Staying active and nourishing your body with healthy foods are both major components of wellness, but it's important to focus on more than just the physical. Wellness takes into account your lifestyle as a whole, encompassing your mental, emotional and spiritual health as well.
Patients undergoing cancer treatment are encouraged to eat enough food to maintain their weight — even if they’re overweight. But once treatment ends, the goal becomes getting as lean as possible without being underweight.
For many people, this requires that dietary adjustments be made. Instead of focusing on the quantity of calories needed to keep their weight stable during treatment, cancer survivors should focus more on the quality of the calories they’re eating after treatment.
Hitting the gym might be low on your priority list, if you’re fighting cancer. Yet exercise is just as important now as it ever was – maybe even more so.

────

▸ Apply what you read:
(1) According to the wellness passage, what becomes the weight goal once cancer treatment ends?
(2) Please shorten the paragraph of the wellness passage that begins "For many people, this requires" and keep its main facts.
(3) Continue the wellness passage from the end of its last paragraph.
The listing has no connection to the wellness passage.

Data items:
────

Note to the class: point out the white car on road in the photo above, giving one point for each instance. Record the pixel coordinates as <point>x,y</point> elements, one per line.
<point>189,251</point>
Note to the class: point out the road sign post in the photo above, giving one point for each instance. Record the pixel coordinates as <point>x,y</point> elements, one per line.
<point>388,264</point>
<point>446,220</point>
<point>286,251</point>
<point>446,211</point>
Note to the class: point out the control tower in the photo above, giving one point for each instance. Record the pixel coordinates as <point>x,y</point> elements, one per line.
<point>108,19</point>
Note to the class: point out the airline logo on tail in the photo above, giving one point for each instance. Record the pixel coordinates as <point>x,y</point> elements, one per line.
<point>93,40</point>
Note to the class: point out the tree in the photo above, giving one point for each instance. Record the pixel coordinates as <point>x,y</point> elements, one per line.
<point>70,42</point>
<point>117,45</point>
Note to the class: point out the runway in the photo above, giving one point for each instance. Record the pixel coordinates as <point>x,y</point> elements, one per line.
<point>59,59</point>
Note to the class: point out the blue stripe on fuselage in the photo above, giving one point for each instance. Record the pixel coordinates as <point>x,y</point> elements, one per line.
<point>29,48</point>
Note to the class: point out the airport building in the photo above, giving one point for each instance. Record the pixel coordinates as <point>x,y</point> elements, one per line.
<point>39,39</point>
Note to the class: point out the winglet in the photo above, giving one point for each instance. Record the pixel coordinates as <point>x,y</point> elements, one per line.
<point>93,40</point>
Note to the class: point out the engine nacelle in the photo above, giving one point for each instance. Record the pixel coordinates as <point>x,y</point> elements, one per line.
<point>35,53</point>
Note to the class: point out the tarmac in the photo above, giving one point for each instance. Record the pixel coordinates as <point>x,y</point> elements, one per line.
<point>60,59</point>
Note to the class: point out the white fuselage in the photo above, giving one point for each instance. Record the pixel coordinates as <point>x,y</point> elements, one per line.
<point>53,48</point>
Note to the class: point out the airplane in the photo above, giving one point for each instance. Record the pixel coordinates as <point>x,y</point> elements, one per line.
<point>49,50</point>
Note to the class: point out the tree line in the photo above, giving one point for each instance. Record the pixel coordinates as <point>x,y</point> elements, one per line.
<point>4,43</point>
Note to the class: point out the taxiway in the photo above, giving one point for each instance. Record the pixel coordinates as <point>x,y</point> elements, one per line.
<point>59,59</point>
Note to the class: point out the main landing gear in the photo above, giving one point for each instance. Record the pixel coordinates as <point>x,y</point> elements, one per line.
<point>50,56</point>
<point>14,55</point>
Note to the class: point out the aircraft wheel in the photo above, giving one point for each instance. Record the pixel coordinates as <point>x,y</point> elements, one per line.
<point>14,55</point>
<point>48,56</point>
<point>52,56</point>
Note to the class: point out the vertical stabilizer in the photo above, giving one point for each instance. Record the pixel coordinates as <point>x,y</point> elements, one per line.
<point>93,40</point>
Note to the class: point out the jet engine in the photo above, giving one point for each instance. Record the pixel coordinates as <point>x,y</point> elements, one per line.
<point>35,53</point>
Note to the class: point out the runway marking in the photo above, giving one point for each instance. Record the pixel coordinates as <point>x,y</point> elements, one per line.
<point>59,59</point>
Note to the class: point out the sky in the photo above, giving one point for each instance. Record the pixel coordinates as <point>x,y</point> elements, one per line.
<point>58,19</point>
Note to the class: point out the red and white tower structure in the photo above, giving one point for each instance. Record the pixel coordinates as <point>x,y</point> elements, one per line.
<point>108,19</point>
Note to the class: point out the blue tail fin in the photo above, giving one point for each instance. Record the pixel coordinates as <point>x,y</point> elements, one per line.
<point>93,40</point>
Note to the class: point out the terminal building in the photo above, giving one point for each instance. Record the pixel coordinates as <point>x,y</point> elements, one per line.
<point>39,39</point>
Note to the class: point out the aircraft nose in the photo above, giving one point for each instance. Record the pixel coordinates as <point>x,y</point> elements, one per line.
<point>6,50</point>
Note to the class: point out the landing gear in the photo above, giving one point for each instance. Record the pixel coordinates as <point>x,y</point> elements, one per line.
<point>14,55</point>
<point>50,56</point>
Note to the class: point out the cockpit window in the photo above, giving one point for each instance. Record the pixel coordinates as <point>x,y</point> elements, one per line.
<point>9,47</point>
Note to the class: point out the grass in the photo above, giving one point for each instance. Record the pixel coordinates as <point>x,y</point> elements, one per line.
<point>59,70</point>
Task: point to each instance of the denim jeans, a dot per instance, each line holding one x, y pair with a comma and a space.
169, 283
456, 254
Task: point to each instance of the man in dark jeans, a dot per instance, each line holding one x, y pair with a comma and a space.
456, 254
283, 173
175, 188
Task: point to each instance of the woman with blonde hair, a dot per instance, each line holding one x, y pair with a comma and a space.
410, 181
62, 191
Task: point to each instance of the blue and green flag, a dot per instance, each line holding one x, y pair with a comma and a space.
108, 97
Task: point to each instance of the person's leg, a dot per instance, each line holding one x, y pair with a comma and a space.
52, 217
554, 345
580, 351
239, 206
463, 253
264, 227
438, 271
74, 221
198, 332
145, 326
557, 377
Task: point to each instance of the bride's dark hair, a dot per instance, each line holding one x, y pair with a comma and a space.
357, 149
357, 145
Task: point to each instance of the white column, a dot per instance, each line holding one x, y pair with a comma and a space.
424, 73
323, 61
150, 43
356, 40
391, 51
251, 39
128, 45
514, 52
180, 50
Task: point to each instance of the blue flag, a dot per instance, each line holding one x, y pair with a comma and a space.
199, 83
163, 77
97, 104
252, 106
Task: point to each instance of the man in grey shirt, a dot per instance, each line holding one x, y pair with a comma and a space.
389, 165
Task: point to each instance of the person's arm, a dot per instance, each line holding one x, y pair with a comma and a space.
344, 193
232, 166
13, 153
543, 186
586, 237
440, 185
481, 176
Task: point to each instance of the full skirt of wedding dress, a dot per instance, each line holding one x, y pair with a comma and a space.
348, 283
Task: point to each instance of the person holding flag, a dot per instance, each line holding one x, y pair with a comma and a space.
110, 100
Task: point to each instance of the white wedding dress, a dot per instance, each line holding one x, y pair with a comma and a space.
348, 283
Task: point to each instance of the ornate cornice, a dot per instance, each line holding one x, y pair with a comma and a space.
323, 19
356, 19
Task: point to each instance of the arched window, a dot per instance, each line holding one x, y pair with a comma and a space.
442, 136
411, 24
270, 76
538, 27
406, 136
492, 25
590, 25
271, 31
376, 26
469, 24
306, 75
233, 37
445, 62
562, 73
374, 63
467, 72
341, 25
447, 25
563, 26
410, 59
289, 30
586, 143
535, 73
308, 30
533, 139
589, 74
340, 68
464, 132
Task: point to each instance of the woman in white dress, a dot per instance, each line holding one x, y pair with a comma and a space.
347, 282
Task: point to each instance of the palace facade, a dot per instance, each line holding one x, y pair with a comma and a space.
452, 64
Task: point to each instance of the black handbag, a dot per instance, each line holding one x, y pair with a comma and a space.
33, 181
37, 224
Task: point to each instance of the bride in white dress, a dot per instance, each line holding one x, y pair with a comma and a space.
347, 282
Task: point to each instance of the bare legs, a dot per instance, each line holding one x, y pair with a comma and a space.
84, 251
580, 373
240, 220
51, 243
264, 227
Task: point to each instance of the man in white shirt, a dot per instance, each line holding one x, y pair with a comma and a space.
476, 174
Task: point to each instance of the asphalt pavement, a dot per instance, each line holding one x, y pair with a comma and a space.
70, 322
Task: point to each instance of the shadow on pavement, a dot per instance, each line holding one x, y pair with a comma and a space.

────

▸ Responses for each task:
(1) Getting as lean as possible without being underweight.

(2) Many cancer survivors need to change their diets, shifting their focus from the quantity of calories that kept their weight stable during treatment to the quality of the calories they eat afterward.

(3)
Being active is just as important after recovery. There’s evidence, Bernstein says, that among people with breast, colon, prostate and ovarian cancer, those who are physically active have a lower rate of cancer recurrence.
Moving your muscles can also lower the odds of developing many other illnesses, including diabetes, dementia, depression, heart disease and stroke, as well as other types of cancer.
It might take some time after treatment ends to regain the energy and strength you had before your illness, but don’t give up. By incorporating regular activity into your routine, you’ll boost the chances of living and thriving postcancer.